§ **TASK BRIEF**: Reproduce the listing below line for line, changing no character.
☆ ☆ ☆ ☆ ☆
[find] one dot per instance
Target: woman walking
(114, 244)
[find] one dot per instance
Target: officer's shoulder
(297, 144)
☆ ☆ ☆ ☆ ☆
§ **EXERCISE SOLUTION**:
[find] one dot per instance
Target: woman walking
(114, 244)
[find] one dot per instance
Target: officer's shoulder
(297, 144)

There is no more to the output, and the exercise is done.